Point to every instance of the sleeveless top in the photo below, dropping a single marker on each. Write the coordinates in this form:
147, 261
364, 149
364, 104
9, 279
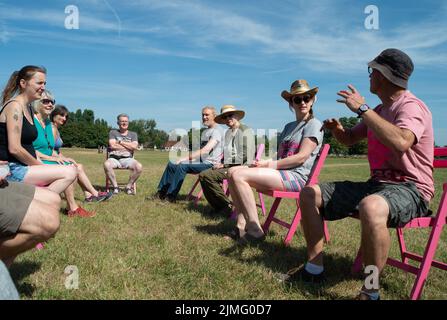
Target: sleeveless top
58, 143
28, 135
44, 142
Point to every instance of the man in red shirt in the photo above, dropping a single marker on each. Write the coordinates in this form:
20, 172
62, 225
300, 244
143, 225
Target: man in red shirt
400, 139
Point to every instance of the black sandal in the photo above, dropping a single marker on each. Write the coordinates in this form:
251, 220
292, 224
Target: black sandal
249, 239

### STATED PROBLEM
Can you rewrite all of the records above with "marker" changed to "pin" and nothing else altered? Leave the pictures out of your answer.

### WRITTEN RESPONSE
Point to every instance of the sleeveless top in the photo below, dropping a single pin on each. Write the coordinates in this form:
147, 261
364, 149
364, 104
9, 279
Target: sleeveless top
58, 143
28, 135
44, 142
Point to every instance of the man in red shirt in the photo above, dropping a single pin on each. Write the coordinates in this form:
20, 172
62, 225
300, 244
143, 225
Target: man in red shirt
400, 139
Point to every instance of the black sandal in the photo above, dropping a single pin on each. Write the coordinates in this form:
251, 220
292, 224
Target: black sandal
249, 239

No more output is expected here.